** Source text **
+ + + +

Address by Deputy Minister Fransman, on South Africa’s position on Palestine, (Hewat) College of Cape Town (Athlone) on 14 July 2012

Honourable guests
Ladies and Gentlemen;

I greet you with the universal greetings of Peace.

At the outset allow me to express my thanks to all of you for honouring our invitation to participate here this morning. We are holding this briefing in the year of the centenary celebration of the oldest liberation movement in Africa and in the world, the African National Congress founded in 1912. The movement which produced some of the greatest leaders of our struggle, inter alia, Langalibalele Dube, Pixley Ka Seme, Walter Sisulu, OR Tambo, Nelson Mandela and others.

We acknowledge the fact that we are hosting this briefing here in Athlone the home of heroes and heroines of our struggle for freedom and home of great struggle leaders such as, Dulcie Evonne September, Dullah Omar and Imam Abdullah Haroon gallant South African anti-apartheid political activists along with countless others.

+ + + +

** Tasks to complete **
1. According to the address on South Africa's position on Palestine, in what year was the African National Congress founded?
2. In the address on South Africa's position on Palestine, why does the speaker single out Athlone as the place where the briefing is held? Answer in one to three sentences.
3. Write the next few paragraphs of the address on South Africa's position on Palestine, picking up after its final sentence.

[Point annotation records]

+ + + +

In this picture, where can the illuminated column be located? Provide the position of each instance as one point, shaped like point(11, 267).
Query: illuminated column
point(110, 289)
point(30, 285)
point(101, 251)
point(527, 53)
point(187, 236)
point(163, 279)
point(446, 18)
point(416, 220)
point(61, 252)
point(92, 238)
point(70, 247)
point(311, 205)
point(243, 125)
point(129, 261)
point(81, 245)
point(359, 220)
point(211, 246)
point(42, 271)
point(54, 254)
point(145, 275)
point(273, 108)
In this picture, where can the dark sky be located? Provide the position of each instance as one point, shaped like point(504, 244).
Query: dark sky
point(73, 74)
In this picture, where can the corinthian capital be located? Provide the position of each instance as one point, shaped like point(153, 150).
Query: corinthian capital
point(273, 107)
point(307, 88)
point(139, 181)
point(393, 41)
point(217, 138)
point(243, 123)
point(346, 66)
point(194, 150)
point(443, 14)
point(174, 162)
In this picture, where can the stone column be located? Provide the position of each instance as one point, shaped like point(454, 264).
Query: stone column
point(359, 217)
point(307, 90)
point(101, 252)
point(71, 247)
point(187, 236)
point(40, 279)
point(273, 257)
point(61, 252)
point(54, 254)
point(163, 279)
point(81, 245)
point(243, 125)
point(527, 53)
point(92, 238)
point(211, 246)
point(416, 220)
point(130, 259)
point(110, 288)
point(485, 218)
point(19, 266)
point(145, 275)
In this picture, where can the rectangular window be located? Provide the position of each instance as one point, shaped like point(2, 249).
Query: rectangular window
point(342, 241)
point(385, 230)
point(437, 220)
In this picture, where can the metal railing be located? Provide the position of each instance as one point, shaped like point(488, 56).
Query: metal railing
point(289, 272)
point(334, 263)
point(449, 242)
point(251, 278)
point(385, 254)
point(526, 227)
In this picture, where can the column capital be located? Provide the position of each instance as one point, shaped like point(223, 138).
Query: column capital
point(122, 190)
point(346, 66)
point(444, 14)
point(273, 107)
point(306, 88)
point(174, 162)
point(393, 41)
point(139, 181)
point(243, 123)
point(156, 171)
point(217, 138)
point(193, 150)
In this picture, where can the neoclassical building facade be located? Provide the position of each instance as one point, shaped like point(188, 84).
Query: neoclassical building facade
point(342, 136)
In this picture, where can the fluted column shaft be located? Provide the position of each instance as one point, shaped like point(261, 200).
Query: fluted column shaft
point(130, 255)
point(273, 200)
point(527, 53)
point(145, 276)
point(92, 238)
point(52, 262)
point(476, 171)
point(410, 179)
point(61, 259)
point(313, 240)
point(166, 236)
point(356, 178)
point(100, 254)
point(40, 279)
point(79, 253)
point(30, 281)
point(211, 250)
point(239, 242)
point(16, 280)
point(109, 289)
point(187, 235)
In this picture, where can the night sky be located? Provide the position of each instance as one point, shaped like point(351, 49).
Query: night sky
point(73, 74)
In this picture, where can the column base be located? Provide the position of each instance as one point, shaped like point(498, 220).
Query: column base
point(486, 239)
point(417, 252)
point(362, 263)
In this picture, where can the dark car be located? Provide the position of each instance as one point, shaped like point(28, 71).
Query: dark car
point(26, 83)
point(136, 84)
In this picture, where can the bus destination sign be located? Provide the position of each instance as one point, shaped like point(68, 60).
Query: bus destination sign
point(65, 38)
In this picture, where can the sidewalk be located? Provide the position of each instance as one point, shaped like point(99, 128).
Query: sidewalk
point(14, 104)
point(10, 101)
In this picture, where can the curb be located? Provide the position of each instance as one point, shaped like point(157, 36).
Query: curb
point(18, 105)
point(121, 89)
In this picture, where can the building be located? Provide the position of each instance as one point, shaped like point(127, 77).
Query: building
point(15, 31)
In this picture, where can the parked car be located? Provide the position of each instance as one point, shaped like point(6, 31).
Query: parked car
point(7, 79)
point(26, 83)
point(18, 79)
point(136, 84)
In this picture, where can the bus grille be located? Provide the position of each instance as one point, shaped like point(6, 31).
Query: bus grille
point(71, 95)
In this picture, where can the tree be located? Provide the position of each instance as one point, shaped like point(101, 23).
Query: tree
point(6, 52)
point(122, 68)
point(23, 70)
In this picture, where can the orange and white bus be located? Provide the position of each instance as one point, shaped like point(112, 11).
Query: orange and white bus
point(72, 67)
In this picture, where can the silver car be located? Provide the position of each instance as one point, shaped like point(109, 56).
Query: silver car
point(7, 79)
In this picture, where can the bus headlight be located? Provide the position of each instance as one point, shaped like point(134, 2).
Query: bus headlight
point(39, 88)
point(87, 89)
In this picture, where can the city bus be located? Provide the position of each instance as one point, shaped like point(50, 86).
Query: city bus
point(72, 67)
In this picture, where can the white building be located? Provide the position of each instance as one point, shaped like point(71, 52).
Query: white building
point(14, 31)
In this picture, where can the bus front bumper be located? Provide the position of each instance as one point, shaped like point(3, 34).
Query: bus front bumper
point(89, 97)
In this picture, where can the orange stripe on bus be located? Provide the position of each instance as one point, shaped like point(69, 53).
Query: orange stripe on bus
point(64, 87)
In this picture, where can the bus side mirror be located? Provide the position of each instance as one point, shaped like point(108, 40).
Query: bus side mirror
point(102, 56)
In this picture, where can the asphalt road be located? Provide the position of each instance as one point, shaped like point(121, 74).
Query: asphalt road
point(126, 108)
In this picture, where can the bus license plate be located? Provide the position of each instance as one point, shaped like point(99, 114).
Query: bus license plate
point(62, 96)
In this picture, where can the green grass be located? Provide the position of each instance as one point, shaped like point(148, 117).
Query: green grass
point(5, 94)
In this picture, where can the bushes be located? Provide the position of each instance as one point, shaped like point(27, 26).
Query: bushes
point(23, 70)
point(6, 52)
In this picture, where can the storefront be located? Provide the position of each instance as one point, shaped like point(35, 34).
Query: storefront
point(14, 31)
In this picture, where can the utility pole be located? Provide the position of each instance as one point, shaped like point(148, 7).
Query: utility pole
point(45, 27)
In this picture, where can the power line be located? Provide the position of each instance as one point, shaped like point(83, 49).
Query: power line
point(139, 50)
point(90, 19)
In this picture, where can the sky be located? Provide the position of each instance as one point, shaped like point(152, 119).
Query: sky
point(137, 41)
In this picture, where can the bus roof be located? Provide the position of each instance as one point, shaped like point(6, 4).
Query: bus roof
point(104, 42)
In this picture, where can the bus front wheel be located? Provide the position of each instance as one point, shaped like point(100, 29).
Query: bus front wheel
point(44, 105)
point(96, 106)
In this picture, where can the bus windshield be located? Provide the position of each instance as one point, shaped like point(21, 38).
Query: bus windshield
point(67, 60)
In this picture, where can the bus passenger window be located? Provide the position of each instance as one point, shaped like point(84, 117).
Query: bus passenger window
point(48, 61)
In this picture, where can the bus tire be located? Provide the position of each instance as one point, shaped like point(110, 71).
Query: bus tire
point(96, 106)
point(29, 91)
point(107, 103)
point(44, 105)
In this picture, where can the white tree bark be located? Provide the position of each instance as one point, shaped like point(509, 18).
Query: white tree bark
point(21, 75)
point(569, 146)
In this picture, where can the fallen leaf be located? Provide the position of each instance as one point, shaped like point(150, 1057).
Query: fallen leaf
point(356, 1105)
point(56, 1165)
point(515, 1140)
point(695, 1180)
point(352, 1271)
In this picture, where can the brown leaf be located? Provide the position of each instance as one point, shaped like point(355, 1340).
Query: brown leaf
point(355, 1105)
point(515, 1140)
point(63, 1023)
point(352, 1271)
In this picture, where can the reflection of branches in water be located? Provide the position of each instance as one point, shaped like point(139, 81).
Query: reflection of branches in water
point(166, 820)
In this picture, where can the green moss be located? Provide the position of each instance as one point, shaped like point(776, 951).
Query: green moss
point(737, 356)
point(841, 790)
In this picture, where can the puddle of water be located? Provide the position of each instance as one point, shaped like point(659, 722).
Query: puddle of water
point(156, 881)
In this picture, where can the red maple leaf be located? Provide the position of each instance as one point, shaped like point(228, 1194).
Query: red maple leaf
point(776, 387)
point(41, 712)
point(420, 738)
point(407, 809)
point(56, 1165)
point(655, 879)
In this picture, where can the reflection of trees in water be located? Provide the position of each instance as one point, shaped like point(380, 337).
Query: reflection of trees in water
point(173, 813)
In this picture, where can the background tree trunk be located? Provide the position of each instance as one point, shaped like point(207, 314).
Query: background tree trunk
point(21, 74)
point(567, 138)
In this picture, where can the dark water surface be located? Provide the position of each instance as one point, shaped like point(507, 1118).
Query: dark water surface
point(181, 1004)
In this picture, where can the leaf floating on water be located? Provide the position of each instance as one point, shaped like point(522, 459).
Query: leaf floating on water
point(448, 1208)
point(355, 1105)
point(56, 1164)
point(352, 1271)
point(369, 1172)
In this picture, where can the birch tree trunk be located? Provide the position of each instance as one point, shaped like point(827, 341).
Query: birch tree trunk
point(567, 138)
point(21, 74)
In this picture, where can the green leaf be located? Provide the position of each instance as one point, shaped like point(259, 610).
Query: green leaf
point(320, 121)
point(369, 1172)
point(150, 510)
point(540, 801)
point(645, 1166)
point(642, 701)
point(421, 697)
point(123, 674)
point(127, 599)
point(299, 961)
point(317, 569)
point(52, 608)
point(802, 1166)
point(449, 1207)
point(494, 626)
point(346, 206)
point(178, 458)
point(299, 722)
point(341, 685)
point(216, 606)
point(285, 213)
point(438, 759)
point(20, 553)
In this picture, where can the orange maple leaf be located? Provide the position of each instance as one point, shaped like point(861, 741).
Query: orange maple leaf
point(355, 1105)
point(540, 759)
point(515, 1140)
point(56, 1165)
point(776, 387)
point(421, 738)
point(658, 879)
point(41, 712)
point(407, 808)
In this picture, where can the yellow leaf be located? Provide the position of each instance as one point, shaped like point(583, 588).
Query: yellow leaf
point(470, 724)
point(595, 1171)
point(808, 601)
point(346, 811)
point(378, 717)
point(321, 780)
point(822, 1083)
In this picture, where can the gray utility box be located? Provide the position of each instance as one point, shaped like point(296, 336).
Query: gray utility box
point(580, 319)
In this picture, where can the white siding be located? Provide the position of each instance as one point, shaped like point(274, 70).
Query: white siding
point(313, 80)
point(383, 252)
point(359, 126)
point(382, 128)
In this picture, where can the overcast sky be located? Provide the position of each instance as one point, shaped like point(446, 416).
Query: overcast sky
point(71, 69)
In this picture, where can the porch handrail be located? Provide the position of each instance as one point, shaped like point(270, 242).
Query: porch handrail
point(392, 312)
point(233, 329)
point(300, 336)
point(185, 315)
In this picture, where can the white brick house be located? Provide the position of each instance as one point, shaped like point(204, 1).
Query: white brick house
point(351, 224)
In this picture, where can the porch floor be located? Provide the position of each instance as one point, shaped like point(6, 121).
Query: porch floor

+ + + +

** Responses to the tasks **
1. 1912

2. The speaker notes that Athlone is the home of heroes and heroines of the struggle for freedom. It is also home to great struggle leaders such as Dulcie Evonne September, Dullah Omar and Imam Abdullah Haroon, along with countless other anti-apartheid activists.

3.
We also acknowledge the greater community of the Cape Flats that have sacrificed sons and daughters in the cause of our liberation and who paid the ultimate sacrifice the likes of Robbie Waterwich and Colline Williams who died in an explosion opposite Athlone Magistrates Court, Anton Fransch who single-handedly staged a heroic battle to death with the Apartheid forces not too far from here in Church Street Crawford; Ashley Kriel whose memorial we commemorated last week and who was brutally murdered in Albermarle Street, Hazendal. In the same vein we acknowledge the brave young heroes of the ‘80s who turned Belgravia Rd, Athlone into one of the most fiercest sites of struggle in order that South Africa may be liberated and take its rightful place in the global community of nations and as a vigilant voice of international solidarity with the oppressed all over the world.

On the eve of the sacred month of Ramadan, I also want to acknowledge the contribution of the Muslim community in over 300 years of struggle against colonialism and imperialism, through the decades of Apartheid and into the democratic era as we heighten the struggle for economic freedom and transformation on the one hand and as we strengthen the efforts to raise our voice as a beacon for international solidarity with the oppressed peoples of the world and developing nations on the other.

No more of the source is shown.